▸ SELECTED TEXT:
-----
There’s an interesting working paper on the culture of political blogs over at Crooked Timber.
Some highlights and discussion:
- “blog readers tend to read blogs that accord with their political beliefs”.
- “Cross-cutting readership of blogs on both the left and right of the spectrum is relatively rare”
A few thoughts:
1. The evidence presented suggests that Americans who read blogs tend to be polarised in their reading habits. The majority are what the authors call ‘carnivores’ – they read blogs that agree with their own political orientation. There are conspicuously few ‘omnivores’ – those who read across the political spectrum. Why? It may be that there is strong a tendency to read what agrees with the reader. Alternatively it may be that the ‘fair and balanced coverage’ is already perceived to be covered by the traditional media (especially TV and newspapers), so political blogs may be filling a niche that is more polemical. Indeed evidence is presented to suggest that the mainstream TV news offerings, left (most of them) and right (FOX), are less polemical than the top news blogs.
2. The paper relies on survey data that assumed a left (liberal) -right (conservative) scale to operate. It appears respondents had no choice but to locate themselves on this scale, with moderate (independent) in the middle. According to Grid-group cultural theory this is a partial and possibly inadequate approach to political values. It would be interesting to rework the survey to at least allow for a grid-group typology.
3. This may well affect the conclusions that can be drawn. One conclusion of the authors is:
‘we ﬁnd that cross-cutting blog readers are about as likely as left wing blog readers to participate in politics, and that both are signiﬁcantly more likely than right wing blog readers to participate. We suggest that this may reﬂect social movement building eﬀorts by left wing bloggers’.
-----
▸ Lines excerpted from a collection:
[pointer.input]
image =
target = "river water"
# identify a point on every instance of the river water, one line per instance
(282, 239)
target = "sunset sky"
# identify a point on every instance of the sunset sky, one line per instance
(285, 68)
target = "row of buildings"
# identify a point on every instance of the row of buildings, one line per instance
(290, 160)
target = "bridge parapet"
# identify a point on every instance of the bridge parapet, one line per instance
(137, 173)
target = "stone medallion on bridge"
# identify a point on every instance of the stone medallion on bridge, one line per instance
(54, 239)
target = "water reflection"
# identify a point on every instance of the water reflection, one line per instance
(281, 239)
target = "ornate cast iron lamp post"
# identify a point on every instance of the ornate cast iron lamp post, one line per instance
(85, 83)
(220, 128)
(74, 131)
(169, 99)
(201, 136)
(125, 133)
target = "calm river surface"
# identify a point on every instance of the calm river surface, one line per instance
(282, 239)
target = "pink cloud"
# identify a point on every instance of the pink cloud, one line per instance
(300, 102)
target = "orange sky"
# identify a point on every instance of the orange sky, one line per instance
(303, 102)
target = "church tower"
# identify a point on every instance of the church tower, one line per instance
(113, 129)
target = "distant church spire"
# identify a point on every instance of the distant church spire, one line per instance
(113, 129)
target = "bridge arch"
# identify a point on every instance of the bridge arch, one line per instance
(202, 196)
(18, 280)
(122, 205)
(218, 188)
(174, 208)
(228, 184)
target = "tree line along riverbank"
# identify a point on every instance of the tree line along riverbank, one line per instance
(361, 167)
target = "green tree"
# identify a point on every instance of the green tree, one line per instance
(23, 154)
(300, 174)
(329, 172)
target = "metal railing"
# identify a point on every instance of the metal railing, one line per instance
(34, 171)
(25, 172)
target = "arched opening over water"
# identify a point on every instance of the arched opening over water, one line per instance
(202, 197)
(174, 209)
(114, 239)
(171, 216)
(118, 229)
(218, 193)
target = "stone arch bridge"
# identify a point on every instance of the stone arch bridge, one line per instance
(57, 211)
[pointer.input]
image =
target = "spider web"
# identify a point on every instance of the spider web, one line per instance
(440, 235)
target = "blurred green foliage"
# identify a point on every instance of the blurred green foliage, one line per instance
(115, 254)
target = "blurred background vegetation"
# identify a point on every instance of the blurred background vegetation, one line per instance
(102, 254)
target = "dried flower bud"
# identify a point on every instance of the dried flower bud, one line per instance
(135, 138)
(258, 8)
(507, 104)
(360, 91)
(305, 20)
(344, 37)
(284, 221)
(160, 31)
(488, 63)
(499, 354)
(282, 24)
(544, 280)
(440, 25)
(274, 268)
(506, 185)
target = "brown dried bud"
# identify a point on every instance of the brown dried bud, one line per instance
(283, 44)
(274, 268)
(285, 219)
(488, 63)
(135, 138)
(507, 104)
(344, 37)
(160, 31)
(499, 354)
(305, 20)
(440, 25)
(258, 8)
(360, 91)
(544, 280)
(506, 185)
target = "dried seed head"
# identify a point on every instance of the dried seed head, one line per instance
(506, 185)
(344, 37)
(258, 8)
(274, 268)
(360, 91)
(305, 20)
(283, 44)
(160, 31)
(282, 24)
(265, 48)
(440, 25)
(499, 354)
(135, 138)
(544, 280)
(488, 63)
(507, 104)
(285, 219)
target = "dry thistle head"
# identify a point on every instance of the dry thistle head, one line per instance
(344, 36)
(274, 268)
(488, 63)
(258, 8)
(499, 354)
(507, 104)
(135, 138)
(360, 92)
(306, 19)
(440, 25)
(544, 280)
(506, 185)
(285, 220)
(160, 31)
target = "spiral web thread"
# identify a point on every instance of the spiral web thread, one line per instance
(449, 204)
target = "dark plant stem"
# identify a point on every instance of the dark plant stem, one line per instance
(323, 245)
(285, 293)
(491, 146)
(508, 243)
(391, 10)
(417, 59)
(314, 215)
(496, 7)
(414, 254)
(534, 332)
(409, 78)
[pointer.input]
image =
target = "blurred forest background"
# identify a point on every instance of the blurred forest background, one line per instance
-----
▸ TASK STATEMENT: From the post on political blog readership, return the stretch starting at "2. The paper" and ending at "a grid-group typology.", copied word for word.

▸ SOLUTION FOR THIS PROBLEM:
2. The paper relies on survey data that assumed a left (liberal) -right (conservative) scale to operate. It appears respondents had no choice but to locate themselves on this scale, with moderate (independent) in the middle. According to Grid-group cultural theory this is a partial and possibly inadequate approach to political values. It would be interesting to rework the survey to at least allow for a grid-group typology.